[Extracted data entries]

########

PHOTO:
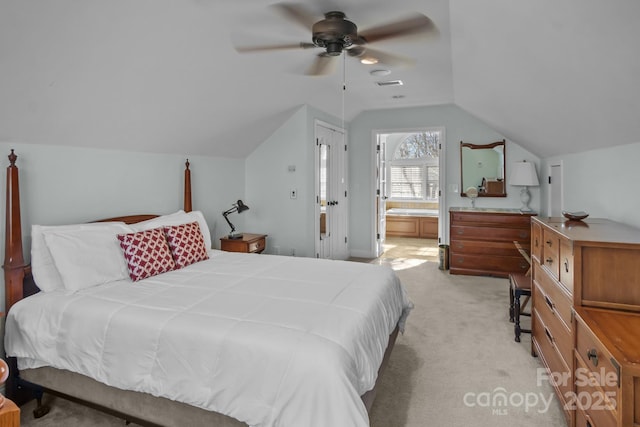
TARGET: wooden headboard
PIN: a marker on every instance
(18, 281)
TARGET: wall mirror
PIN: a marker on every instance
(482, 168)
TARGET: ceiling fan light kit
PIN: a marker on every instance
(380, 72)
(334, 33)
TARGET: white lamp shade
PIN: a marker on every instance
(524, 173)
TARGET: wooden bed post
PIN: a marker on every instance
(13, 257)
(187, 188)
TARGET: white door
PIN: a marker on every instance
(555, 190)
(381, 194)
(331, 198)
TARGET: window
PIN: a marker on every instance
(415, 174)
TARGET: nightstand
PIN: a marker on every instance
(250, 243)
(9, 414)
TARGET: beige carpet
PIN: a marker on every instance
(450, 368)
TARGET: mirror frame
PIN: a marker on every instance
(490, 146)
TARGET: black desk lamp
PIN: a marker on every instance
(237, 207)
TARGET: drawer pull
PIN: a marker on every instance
(549, 303)
(617, 367)
(592, 354)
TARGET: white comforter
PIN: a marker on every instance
(269, 340)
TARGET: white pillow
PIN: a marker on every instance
(177, 218)
(43, 268)
(88, 256)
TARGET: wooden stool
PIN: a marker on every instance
(9, 415)
(519, 285)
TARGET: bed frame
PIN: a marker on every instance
(141, 408)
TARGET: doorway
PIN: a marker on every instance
(331, 215)
(555, 190)
(409, 203)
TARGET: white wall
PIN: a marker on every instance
(600, 182)
(63, 185)
(459, 126)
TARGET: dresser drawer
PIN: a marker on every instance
(546, 309)
(489, 219)
(257, 246)
(599, 406)
(544, 340)
(501, 265)
(554, 296)
(596, 360)
(484, 247)
(470, 232)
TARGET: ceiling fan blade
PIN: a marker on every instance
(265, 48)
(382, 57)
(323, 65)
(297, 13)
(414, 24)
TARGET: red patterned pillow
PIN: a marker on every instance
(147, 253)
(186, 243)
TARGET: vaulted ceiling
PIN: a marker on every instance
(164, 76)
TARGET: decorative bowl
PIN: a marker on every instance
(575, 216)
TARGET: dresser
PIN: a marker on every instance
(481, 241)
(586, 317)
(249, 243)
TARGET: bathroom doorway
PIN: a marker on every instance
(409, 200)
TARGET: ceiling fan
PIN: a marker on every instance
(335, 34)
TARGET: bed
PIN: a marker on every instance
(228, 340)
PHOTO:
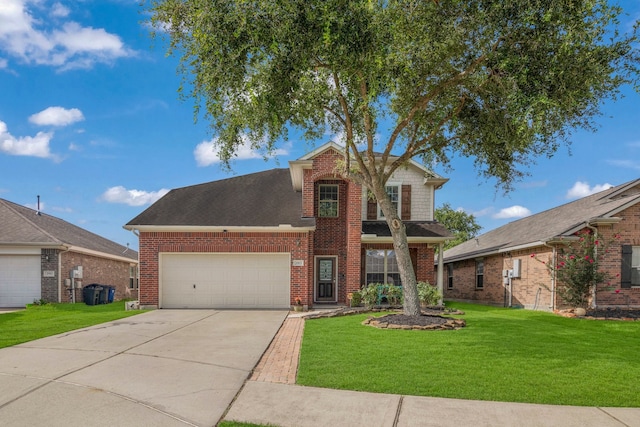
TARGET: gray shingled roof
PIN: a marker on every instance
(414, 229)
(20, 225)
(262, 199)
(545, 226)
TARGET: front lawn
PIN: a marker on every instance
(39, 321)
(502, 354)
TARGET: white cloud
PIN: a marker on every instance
(36, 146)
(515, 211)
(483, 212)
(57, 116)
(207, 153)
(33, 40)
(582, 189)
(119, 194)
(60, 11)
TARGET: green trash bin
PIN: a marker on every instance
(91, 294)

########

• The request
Arrange all the items above as a two-column CSV with the header row instruction,coordinates, with one row per item holding its text and its answer. Put each field in double quotes, replace line breaks inside a field with spaces, and leave the pictures out.

• Full answer
instruction,coordinates
"PHOTO: TARGET: wooden headboard PIN: a marker on every instance","(18, 281)"
"TARGET: wall mirror PIN: a marker on every instance","(482, 168)"
"TARGET: ceiling fan light kit PIN: a marker on every instance","(380, 72) (334, 33)"
"TARGET: white lamp shade PIN: a marker on every instance","(524, 173)"
"TARGET: wooden bed post PIN: a marker on every instance","(13, 257) (187, 188)"
"TARGET: white door PIN: a marker on every instance","(555, 190) (381, 194) (331, 198)"
"TARGET: window PIN: a marker on every instance","(415, 174)"
"TARGET: nightstand PIN: a marker on every instance","(250, 243) (9, 414)"
"TARGET: beige carpet PIN: a marker on every instance","(450, 368)"
"TARGET: mirror frame PIN: a marker on every instance","(490, 146)"
"TARGET: black desk lamp PIN: a marker on every instance","(237, 207)"
"TARGET: drawer pull PIN: a marker on every instance","(549, 303) (617, 367) (592, 354)"
"TARGET: white comforter PIN: a marker on every instance","(269, 340)"
"TARGET: white pillow PIN: a marker on every instance","(177, 218) (43, 268) (88, 256)"
"TARGET: wooden stool PIN: a marker on every instance","(9, 415) (519, 285)"
"TARGET: bed frame PIN: a marker on every instance","(141, 408)"
"TARGET: doorway PIN: a marker on every instance","(331, 215) (555, 190) (409, 203)"
"TARGET: white wall PIN: a marker on every instance","(600, 182) (63, 185) (459, 126)"
"TARGET: dresser drawer PIN: a marker on every instance","(546, 309) (489, 219) (257, 246) (599, 406) (544, 340) (501, 265) (554, 296) (596, 360) (484, 247) (470, 232)"
"TARGET: ceiling fan blade PIN: a marker on every instance","(265, 48) (382, 57) (323, 65) (297, 13) (414, 24)"
"TARGET: red patterned pillow PIN: a marker on every instance","(147, 253) (186, 243)"
"TARGET: vaulted ceiling PIN: a marker on every instance","(164, 76)"
"TARGET: decorative bowl PIN: a marker on every instance","(575, 216)"
"TARGET: dresser PIN: a marker on every instance","(481, 241) (586, 317) (249, 243)"
"TARGET: bathroom doorway PIN: a marker on every instance","(409, 200)"
"TARGET: ceiling fan PIN: a marker on every instance","(335, 34)"
"TARGET: bed PIN: a marker on every instance","(228, 340)"
"PHOTO: TARGET: gray shingled roof PIN: a marker on every instance","(414, 229) (20, 225) (262, 199) (545, 226)"
"TARGET: front lawn PIN: a marker on every instance","(39, 321) (502, 354)"
"TARGET: white cloud PIN: a marker on every instance","(36, 146) (515, 211) (483, 212) (57, 116) (207, 153) (33, 40) (582, 189) (119, 194) (60, 11)"
"TARGET: green trash bin PIN: a marker on every instance","(91, 294)"